GOAL:
Copy every line of the records below word for word, leaving out the pictures.

DATA TO USE:
----
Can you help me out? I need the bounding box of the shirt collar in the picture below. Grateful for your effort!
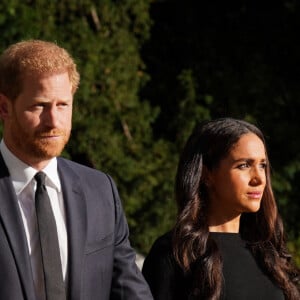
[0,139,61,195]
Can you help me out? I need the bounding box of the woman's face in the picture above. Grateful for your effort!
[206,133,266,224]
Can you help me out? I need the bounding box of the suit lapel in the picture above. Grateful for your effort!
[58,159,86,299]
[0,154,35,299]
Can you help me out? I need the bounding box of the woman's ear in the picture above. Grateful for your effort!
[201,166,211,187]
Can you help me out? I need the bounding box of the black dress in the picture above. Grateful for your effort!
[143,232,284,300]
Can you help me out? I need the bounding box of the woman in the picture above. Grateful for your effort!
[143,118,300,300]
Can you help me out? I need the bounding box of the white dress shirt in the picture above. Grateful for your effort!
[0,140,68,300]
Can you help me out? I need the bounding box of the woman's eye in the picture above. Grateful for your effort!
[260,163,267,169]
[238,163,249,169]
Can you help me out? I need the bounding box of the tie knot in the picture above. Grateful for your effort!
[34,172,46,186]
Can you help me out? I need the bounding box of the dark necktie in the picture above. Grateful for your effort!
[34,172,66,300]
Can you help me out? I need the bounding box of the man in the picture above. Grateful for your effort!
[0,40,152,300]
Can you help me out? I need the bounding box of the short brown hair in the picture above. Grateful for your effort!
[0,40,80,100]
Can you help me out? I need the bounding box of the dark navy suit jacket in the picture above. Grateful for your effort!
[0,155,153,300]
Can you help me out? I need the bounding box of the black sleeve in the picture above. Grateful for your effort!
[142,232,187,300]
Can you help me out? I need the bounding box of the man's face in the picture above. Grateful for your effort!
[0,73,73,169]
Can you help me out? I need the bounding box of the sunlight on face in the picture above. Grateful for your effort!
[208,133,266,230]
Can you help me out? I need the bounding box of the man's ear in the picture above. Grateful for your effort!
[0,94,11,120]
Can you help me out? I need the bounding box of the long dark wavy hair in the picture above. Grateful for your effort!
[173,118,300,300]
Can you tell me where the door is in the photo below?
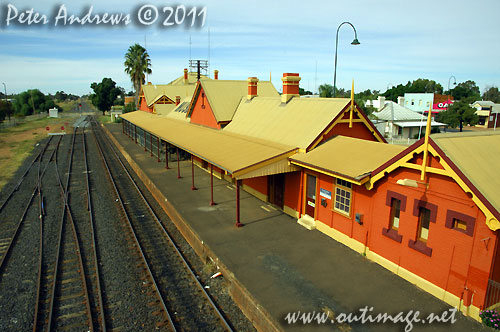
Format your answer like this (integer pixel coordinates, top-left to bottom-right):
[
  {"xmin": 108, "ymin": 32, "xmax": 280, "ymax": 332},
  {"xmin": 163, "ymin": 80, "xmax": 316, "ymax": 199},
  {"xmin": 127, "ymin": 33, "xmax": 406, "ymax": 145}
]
----
RESPONSE TO THIS EXERCISE:
Can you help me out? I need the bounding box of the shirt collar in the picture below. Grateful for your effort!
[0,139,61,195]
Can you help me out? I need the bounding box of the woman's face in the picture above. Grateful for your effort!
[206,133,266,224]
Can you help me out? I need the bounding box of the suit lapel in the picture above. Grateful for your effort!
[58,159,86,299]
[0,154,35,299]
Can you help me out? I need the bounding box of the woman's ear in the picture above. Grateful for your effort!
[201,166,211,187]
Can you help me out? I need the bounding box of the black dress in the picture above. Grateful for your effort!
[143,232,284,300]
Can you help me out? I need the bounding box of the woman in the picture above. Grateful for your effort!
[143,118,300,300]
Can you help me out? I need the bounding box of the white dress shirt in the picture above. Grateful for your effort!
[0,140,68,300]
Can you help me out? I need the bounding box of the woman's eye in the picture above. Grateful for your effort!
[260,163,267,169]
[238,163,249,169]
Can you help me out? I need the bounding box of the tie knot in the picture above. Grateful for your effort!
[34,172,46,186]
Can you help me out? I need the bounding box of the dark necktie in the picture above. Grateful for your effort!
[34,172,66,300]
Can you help me out? I need the bounding box of the man in the picture above. Grateful for your effort!
[0,40,152,300]
Can you help me out? I need the bounding box of the short brown hair in the picture above. Grateful for your effort!
[0,40,80,100]
Can you help me out? I need the bounding box of the dark navy suit jacket in the picture above. Grateful for your effort!
[0,155,153,300]
Can you help me out? I need the bounding box of the black sleeve in the picture above. Grateful for your effort!
[142,232,187,300]
Can you help me out? I need the bounding box of the man's face in the picture above. Grateful for your effort!
[0,73,73,169]
Can you help me out? I need the bounding box of the sunlight on face in the picture above. Grateful for your effort!
[208,133,266,230]
Can you help me out? I need the bounding box of the man's ear in the picture above. Grateful for your effort!
[0,94,11,120]
Can you help me out? I need the bounding box of the long dark wavy hair in the picture above. Grateful for your effort!
[173,118,300,300]
Can you tell me where the door is in the photo below?
Format your answer like this (integer pixel coordinates, top-left to bottom-right):
[
  {"xmin": 108, "ymin": 32, "xmax": 280, "ymax": 332},
  {"xmin": 163, "ymin": 80, "xmax": 316, "ymax": 199},
  {"xmin": 127, "ymin": 33, "xmax": 406, "ymax": 145}
]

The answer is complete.